Faith In Action

by Perry Wilbur

The faith of millions is being strongly tested today in this era of massive job cuts, layoffs, financial crunch and almost world-wide recession. The shield of faith is a must for this time period.

It calls to mind the faith of Moses, Joseph, Abraham and other greats of the Bible. Think of Abraham embarking on his long journey to a new land; Moses, as he accepted his awesome assignment from God; and Joseph, sticking to his belief that he would one day be out of prison.

People everywhere in this era are having to make a new start, launch a new vocation, find a different job. It reminds me often of how Michel de Montaigne, then a 38-year-old French nobleman who left public life in 1571, found the value of a new start.

Montaigne situated himself in his country house and spent the rest of his life writing. The subject he chose to write about was himself, “Because I found I had nothing else to write about.”

He called his works “essays,” as they meant experiments in a new kind of literature. A fresh start and a whole new career thus enriched the world. Imagine the faith this action required.

The faith of Thomas Becket is another vivid example. He chose the honor of God as the road he ultimately wanted most to follow. To stand by and uphold that honor, he had to give his life.

Becket, then Archbishop of Canterbury, was murdered because he opposed King Henry II’s policies toward the church. Once he became Archbishop, Becket could do no less than defend the honor of God with all his might. The honor of God called forth in Becket a new loyalty that was greater than his friendship with the earthly king.
= = = = =
## [PROBLEM SET]
a - In the essay on faith in action, how old was Michel de Montaigne when he left public life?
b - Extend the essay on faith in action, picking up after its last sentence.

## [GIVEN DATA]
= = = = =
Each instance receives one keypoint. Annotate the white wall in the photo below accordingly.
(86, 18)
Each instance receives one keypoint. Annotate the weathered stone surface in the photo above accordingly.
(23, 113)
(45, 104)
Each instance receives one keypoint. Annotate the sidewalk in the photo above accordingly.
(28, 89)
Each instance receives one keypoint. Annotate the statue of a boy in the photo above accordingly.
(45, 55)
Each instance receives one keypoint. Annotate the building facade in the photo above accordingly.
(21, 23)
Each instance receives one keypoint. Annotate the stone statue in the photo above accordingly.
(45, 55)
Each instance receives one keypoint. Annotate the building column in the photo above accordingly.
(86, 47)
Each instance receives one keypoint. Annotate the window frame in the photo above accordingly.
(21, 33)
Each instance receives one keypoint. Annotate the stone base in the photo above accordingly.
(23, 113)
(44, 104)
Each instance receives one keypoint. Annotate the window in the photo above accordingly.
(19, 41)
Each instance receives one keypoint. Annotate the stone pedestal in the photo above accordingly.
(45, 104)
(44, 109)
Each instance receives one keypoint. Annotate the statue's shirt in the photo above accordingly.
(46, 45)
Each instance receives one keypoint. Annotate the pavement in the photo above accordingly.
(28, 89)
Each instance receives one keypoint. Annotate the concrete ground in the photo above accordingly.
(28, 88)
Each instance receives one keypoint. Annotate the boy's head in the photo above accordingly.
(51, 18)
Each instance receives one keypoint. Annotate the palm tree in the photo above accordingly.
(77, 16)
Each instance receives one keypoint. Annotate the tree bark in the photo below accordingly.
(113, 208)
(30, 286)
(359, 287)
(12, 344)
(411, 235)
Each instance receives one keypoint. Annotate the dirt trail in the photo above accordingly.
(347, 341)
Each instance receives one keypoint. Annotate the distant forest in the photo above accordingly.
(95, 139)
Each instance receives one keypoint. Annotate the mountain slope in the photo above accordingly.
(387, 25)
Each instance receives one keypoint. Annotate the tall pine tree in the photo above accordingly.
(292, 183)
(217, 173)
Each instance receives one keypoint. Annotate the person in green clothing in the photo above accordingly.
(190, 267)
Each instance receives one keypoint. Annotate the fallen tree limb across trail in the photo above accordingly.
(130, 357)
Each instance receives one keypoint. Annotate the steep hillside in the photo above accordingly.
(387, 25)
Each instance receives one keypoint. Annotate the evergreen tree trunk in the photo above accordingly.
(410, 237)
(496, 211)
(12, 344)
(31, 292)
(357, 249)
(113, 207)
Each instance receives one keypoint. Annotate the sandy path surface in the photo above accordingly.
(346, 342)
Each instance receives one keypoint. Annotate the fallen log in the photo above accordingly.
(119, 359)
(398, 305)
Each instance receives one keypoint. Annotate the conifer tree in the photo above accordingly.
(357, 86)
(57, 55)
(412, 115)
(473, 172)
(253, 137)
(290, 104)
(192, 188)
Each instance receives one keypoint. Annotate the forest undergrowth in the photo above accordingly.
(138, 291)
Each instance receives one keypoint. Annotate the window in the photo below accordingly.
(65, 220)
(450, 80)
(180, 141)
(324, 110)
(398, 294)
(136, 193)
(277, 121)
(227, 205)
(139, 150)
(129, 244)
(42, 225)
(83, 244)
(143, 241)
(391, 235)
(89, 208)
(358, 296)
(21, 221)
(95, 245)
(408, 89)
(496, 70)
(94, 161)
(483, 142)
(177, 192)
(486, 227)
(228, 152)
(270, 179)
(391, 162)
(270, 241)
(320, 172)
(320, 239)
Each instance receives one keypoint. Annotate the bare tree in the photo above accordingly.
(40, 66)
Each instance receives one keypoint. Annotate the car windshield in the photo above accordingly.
= = = = =
## [EXERCISE ANSWERS]
a - He was 38.

b -
One of the greatest tests of faith is sustaining the loss of a loved one. There’s a true story about a father who lost his only son. The father’s grief was so enormous that he moved into a house with an upstairs that overlooked the cemetery where his son was buried.

The father spent hours at a time each day, weeping beside the grave of his son. He simply would not accept the fact that the son he had loved so much was gone. It took more than two years before the father would accept the truth. Every day of that time the father was miserable.

Painful as it may be, each one of us must accept our loss and find the faith—the strength—to go on living. This is the time when a person’s faith kicks in… the faith and belief that life is eternal and that God is in control of the universe.

Marcus Bach, in The Will To Believe, tells of the great need for the will to live what we profess: “To do good in a world where much does not seem good; to be honest at a time when dishonesty may seem to be expedient; to build and not destroy.

“To be true to one’s highest ideals at a time when ideals may not seem to matter much anymore; to have the faith that in all, and around all, and above all, is God Who is just and true. That is exercising the will to believe in our time.”

Perry Wilbur lives in Florida.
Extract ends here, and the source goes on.